> **Excerpt**:
============================================================
In the original five part series I was very conscious of the fact that I was leaving out the view of Aristotle and Thomas Aquinas, and this addendum is my penance for that fact. As promised in the episode, here are just a few suggestions for further reading, from authors who defend “hylemorphic dualism.”
David Oderberg, Real Essentialism
David Oderberg, “Hylemorphic Dualism” in Ellen Paul, Fred Miller and Jeffrey Paul (eds), Personal Identity
Edward Feser, Philosophy of Mind: A Beginner’s Guide
Podcast: Play in new window | Download
UPDATE: Here the whole series, now that it is complete: Part 1 Part 2 Part 3 Part 4 Part 5 Revisited
matt
A very thorough and enjoyable podcast.
This podcast brought to my mind something that W L Craig was recently saying, in a RF podcast, that physicalism seems to make God ad hoc, that if you don’t have immaterial minds, then an “unembodied mind” seems made up since there, in his view, would be nothing close by to compare God to. Though that was a bad line from Craig, I think, the Aristotelian notion of a thing being FOR something could really put that fear to rest, if a physicalist were to be worried by such a comment (since some agent would be important from the beginning, it would have to be immaterial, etc. In order to account for the “for the sake of which” that things seem to have). I hope you can toss around some more Aristotle in the future.
Glenn
I’m glad you liked it, matt. Yeah, Craig’s comment does seem a little strange.
Obviously in some sense there’s nothing very close by to compare God to. God’s pretty unique! But with a physicalist view of persons, it’s not that God is “ad hoc” or unnecessary. It’s human beings who are in some basic sense unnecessary. God is a creative intelligent non-material being, and he has created beings who have some things in common with God, but that doesn’t mean they have to be made of the same stuff. Like a craftsman who makes a bronze statue of the king.
More to the point, if the whole point of us being like God is that we are capable of reasoning and relating, then this has nothing to do with what we are made of.
Glenn
Well, no sooner had I uploaded this episode than I started to think that I should have been clearer on a couple of points.
============================================================
> **Activity 1**: According to the podcast post, whose view did the original five part series leave out?
> **Activity 2**: In the podcast post, rewrite the passage from "This podcast brought" to "a little strange.", swapping "physicalist" for "materialist".
============================================================
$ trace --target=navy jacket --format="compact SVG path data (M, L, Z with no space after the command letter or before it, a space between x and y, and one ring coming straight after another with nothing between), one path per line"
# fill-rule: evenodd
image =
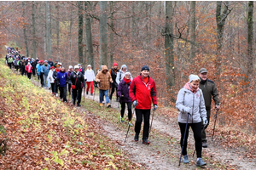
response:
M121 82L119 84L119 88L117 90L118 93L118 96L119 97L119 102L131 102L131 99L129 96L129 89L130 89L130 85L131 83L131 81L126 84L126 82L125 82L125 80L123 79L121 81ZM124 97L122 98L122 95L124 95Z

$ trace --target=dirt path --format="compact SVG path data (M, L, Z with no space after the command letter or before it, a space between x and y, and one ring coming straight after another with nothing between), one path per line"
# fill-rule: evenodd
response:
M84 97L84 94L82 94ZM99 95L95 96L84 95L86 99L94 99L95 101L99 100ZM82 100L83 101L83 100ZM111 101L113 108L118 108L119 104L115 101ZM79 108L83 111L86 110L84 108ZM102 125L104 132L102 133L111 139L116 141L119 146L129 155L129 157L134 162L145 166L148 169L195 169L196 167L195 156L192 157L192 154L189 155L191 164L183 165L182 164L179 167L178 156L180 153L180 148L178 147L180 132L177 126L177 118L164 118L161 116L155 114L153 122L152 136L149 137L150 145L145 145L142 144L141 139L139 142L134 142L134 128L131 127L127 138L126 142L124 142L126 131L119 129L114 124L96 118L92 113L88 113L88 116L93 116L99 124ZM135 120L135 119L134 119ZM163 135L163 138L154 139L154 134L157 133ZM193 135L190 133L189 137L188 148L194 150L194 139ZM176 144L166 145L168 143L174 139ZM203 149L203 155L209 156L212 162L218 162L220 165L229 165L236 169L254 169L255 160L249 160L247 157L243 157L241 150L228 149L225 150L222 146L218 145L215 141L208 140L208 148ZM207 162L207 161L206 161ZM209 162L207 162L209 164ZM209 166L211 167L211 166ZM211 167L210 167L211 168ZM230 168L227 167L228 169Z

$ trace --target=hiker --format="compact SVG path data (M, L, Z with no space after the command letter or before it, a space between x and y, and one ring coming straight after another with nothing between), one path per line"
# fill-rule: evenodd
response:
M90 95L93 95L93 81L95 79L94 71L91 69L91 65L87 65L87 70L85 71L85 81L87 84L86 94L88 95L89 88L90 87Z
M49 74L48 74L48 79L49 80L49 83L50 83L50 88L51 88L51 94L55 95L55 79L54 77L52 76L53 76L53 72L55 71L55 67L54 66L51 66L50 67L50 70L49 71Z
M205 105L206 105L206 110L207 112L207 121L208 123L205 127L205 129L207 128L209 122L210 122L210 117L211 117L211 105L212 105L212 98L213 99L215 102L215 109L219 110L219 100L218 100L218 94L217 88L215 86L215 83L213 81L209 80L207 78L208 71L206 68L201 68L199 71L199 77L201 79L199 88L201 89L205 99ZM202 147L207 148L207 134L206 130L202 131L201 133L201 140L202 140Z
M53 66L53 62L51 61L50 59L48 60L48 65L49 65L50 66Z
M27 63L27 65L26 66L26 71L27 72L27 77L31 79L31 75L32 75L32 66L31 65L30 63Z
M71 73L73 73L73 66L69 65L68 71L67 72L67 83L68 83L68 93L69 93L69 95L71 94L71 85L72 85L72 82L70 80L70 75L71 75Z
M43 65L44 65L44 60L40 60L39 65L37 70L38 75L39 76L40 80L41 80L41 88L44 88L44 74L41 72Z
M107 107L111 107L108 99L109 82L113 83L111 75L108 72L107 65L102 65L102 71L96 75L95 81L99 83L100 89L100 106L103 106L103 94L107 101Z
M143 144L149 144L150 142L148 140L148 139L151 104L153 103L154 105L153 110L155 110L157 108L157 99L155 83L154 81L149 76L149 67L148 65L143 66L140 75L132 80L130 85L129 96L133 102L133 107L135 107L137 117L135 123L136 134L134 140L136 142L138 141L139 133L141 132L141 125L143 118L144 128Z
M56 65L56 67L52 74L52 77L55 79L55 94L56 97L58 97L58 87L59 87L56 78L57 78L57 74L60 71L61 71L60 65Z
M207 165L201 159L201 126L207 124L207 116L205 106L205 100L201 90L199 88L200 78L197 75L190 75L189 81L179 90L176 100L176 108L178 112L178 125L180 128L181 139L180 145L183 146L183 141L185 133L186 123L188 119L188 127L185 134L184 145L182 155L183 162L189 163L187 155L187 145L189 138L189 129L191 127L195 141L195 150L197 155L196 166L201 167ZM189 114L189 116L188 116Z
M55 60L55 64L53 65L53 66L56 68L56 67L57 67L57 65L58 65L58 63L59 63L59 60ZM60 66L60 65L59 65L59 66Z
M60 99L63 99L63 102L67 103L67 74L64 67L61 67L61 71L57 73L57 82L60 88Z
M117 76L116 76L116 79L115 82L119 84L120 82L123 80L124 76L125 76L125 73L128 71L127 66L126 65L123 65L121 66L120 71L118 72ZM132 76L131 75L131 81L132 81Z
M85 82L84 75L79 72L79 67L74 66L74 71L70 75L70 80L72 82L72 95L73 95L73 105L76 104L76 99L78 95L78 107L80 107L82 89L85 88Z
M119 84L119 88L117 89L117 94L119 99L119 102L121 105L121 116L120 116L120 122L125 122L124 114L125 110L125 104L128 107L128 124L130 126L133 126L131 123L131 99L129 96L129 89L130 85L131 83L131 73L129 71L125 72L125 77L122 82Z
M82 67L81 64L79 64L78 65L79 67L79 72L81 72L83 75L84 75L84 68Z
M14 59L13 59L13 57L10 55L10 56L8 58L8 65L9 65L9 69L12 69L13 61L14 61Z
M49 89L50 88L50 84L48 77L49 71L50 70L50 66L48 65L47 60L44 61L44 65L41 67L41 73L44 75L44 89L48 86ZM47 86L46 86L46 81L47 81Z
============================================================
> **Task answer 1**: The view of Aristotle and Thomas Aquinas.

> **Task answer 2**:
This podcast brought to my mind something that W L Craig was recently saying, in a RF podcast, that physicalism seems to make God ad hoc, that if you don’t have immaterial minds, then an “unembodied mind” seems made up since there, in his view, would be nothing close by to compare God to. Though that was a bad line from Craig, I think, the Aristotelian notion of a thing being FOR something could really put that fear to rest, if a materialist were to be worried by such a comment (since some agent would be important from the beginning, it would have to be immaterial, etc. In order to account for the “for the sake of which” that things seem to have). I hope you can toss around some more Aristotle in the future.
Glenn
I’m glad you liked it, matt. Yeah, Craig’s comment does seem a little strange.